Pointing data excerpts
▬▬▬

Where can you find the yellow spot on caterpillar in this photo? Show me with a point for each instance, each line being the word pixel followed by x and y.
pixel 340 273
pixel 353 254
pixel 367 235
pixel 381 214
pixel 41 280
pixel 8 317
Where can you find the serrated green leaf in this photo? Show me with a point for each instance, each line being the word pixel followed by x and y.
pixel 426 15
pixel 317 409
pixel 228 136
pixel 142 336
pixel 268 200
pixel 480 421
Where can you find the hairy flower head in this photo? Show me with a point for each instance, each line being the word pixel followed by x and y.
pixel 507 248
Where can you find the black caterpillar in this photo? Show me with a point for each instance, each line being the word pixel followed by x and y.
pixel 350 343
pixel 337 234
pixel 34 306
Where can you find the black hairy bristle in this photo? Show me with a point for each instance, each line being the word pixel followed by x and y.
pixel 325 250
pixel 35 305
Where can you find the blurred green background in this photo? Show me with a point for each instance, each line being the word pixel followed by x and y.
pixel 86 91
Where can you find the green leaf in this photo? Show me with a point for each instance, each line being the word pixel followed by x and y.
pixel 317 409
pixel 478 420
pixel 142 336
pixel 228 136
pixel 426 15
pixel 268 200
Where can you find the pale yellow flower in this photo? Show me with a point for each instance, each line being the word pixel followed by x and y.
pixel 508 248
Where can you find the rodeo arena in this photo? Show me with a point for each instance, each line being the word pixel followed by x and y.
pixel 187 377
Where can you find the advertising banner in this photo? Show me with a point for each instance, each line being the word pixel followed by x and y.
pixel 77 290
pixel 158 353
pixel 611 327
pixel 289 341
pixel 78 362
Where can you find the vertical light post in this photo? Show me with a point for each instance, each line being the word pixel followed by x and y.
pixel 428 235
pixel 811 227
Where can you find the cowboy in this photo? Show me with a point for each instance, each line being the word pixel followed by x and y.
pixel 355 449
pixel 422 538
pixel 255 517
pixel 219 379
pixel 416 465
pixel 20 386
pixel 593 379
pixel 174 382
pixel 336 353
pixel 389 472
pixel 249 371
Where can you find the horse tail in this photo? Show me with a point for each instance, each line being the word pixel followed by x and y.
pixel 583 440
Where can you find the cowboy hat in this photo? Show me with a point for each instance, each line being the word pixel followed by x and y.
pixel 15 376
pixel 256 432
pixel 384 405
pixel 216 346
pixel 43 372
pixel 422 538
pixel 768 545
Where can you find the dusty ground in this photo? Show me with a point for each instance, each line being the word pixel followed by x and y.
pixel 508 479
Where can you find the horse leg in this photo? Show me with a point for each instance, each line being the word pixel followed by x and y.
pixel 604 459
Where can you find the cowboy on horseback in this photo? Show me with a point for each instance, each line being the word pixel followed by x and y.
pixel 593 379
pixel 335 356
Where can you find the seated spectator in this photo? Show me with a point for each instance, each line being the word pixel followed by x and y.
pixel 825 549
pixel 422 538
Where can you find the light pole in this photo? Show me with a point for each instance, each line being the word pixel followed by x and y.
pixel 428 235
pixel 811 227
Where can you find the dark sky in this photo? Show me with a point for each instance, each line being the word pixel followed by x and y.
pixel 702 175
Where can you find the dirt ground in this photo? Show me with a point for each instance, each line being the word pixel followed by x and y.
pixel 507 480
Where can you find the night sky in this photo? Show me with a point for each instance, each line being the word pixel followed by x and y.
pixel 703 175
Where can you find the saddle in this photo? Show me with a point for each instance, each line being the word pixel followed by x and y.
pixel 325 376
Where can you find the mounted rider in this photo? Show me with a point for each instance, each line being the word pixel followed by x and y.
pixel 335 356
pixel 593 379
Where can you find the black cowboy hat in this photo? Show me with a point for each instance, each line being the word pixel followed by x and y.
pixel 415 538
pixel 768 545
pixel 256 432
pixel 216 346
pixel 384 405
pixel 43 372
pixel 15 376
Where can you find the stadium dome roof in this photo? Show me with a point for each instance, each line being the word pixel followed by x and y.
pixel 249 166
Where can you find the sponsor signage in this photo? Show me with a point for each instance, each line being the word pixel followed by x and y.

▬▬▬

• _Stated goal_
Copy out all the data above again, replacing "for each instance" with "for every instance" everywhere it occurs and leaving everything else unchanged.

• _Output of the task_
Where can you find the yellow spot on caterpillar in this photo? Show me with a point for every instance, each line being the word pixel followed by x and y.
pixel 340 273
pixel 353 254
pixel 367 235
pixel 381 214
pixel 41 280
pixel 8 317
Where can you find the serrated green leaf in this photo? Show me with a point for every instance, each line being the word pixel followed by x and y.
pixel 426 15
pixel 317 409
pixel 228 136
pixel 142 336
pixel 268 200
pixel 480 421
Where can you find the hairy flower head in this photo? Show me with a point for every instance, each line being the word pixel followed by x and y.
pixel 507 248
Where can you find the black caterpillar in this photo? Show me with a point for every instance, each line being the word pixel followed by x and y.
pixel 350 343
pixel 337 234
pixel 34 306
Where can you find the black hairy bristle in this photo? Show me with a point for every instance, each line being the word pixel followed by x and y.
pixel 325 250
pixel 35 305
Where can you find the blurred green background in this photo? Show me with a point for every instance, each line being the word pixel followed by x and y.
pixel 86 91
Where can you find the green leaf in this photo? Show me with a point for every instance, each line being the word pixel followed by x and y.
pixel 317 409
pixel 478 420
pixel 142 336
pixel 228 136
pixel 426 15
pixel 268 200
Where can you find the pale yellow flower in this photo? Show me with a point for every instance, each line being the word pixel followed by x and y.
pixel 508 248
Where can you find the rodeo arena in this photo? Show me with a point for every instance, each line being the word pixel followed by x and y.
pixel 187 377
Where can you find the advertising banner in this photo? Show me with a point for every instance, each line being the word pixel followed by x and y.
pixel 77 290
pixel 158 353
pixel 611 327
pixel 289 341
pixel 78 362
Where can you find the vertical light post in this photo? Show me with a point for every instance, each line being the word pixel followed by x and y.
pixel 428 235
pixel 811 227
Where can you find the cowboy in this photo? Show me with a point for every instance, each line being the word pixel followed by x and y.
pixel 355 449
pixel 422 538
pixel 255 517
pixel 219 379
pixel 416 465
pixel 20 386
pixel 593 379
pixel 174 382
pixel 336 353
pixel 389 472
pixel 249 371
Where can you find the horse tail in this photo? Show me with a point for every instance, each line being the word pixel followed by x and y.
pixel 583 440
Where can you find the cowboy hat in this photo? Show me with a point for every instance, each line being the word pixel followed by x and y.
pixel 15 376
pixel 256 432
pixel 384 405
pixel 216 346
pixel 43 372
pixel 422 538
pixel 768 545
Where can you find the dusty ground in this photo? Show me with a point for every instance, each line being the word pixel followed by x and y.
pixel 508 479
Where can you find the horse leg in this photo? Show me with a point for every instance, each line being the word pixel followed by x and y.
pixel 604 459
Where can you find the cowboy on horseback in this photo? Show me with a point for every instance, each line being the word pixel followed by x and y.
pixel 593 379
pixel 335 356
Where can you find the seated spectator in this photo? Show me with a point for every instance, each line being the word pixel followed by x and y.
pixel 825 549
pixel 422 538
Where can you find the light pole in this photo? Show me with a point for every instance, each line being the word pixel followed by x and y.
pixel 428 235
pixel 811 227
Where can you find the dark sky in this photo? Show me with a point for every instance, each line being the word pixel followed by x and y.
pixel 702 175
Where can you find the dirt ground in this photo? Show me with a point for every instance, each line being the word pixel followed by x and y.
pixel 507 480
Where can you find the night sky in this photo? Show me with a point for every instance, each line being the word pixel followed by x and y.
pixel 703 175
Where can you find the saddle in this photo? Show me with a point for every instance, each line being the word pixel followed by x and y.
pixel 325 376
Where can you find the mounted rider in this photo? Show me with a point for every instance, each line being the word pixel followed by x and y.
pixel 335 356
pixel 593 379
Where can you find the black cowboy hat in this photo? Show me with a point for every instance, each line being the word pixel followed by x and y.
pixel 415 538
pixel 768 545
pixel 256 432
pixel 216 346
pixel 384 405
pixel 43 372
pixel 15 376
Where can you find the stadium dome roof in this photo? Show me with a point for every instance, each line being the word pixel followed by x and y.
pixel 249 166
Where can you find the sponsor signage in this photo? Show me with a point for every instance, each line being the word pixel followed by x and y.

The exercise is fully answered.